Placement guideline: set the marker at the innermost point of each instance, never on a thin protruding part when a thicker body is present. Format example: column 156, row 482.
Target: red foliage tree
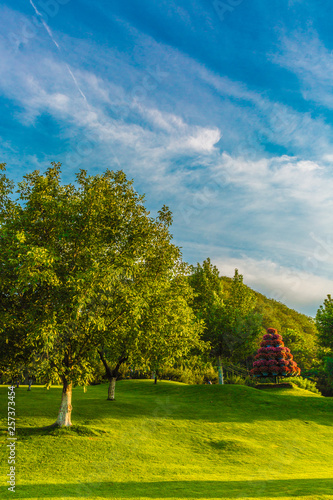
column 273, row 358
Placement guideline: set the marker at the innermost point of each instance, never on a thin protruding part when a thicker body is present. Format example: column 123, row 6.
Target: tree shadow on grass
column 55, row 430
column 271, row 489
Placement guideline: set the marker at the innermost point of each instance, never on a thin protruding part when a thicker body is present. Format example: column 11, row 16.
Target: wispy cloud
column 306, row 56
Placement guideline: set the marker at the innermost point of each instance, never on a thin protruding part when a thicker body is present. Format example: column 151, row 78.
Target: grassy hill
column 172, row 441
column 278, row 315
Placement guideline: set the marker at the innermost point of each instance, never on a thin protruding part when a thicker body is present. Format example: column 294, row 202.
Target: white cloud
column 306, row 56
column 298, row 289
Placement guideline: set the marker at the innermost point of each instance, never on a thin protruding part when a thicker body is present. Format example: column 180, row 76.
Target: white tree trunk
column 65, row 410
column 112, row 389
column 220, row 369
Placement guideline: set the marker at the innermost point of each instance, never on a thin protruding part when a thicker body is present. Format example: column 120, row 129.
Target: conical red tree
column 273, row 358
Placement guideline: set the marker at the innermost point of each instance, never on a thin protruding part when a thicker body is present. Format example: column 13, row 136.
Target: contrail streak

• TASK
Lay out every line from the one containing "151, row 78." through the end of the records as a Markdown table with the columns "Row" and "Content". Number the rows in order and leave out any blank lines.

• COMPLETE ANSWER
| Row | Content |
|---|---|
| 1 | Placement guideline: set the marker at the innermost point of each instance, never on a thin protruding part when a thicker body is present. Format example: column 151, row 78. |
| 2 | Target: grassy hill |
| 3 | column 172, row 441 |
| 4 | column 278, row 315 |
| 5 | Placement guideline: set the marker at the innermost point of each instance, never on a thin protruding part when a thicker body is present. Format example: column 294, row 202. |
| 6 | Target: white cloud |
| 7 | column 306, row 56 |
| 8 | column 298, row 289 |
| 9 | Placement guideline: set the marker at the innermost point of each instance, never on a thin protruding part when a thicker body is present. Format example: column 180, row 76. |
| 10 | Target: white tree trunk |
| 11 | column 65, row 410 |
| 12 | column 112, row 389 |
| 13 | column 220, row 369 |
| 14 | Placement guideline: set the marker at the innermost point of each instance, never on a thin protruding part when a thicker body is present. Format example: column 120, row 129. |
| 15 | Target: conical red tree |
| 16 | column 273, row 358 |
| 17 | Placement guideline: set the marker at the innermost point of each instance, never on a thin protruding part when a thicker body is present. Format example: column 13, row 136. |
| 18 | Target: contrail streak |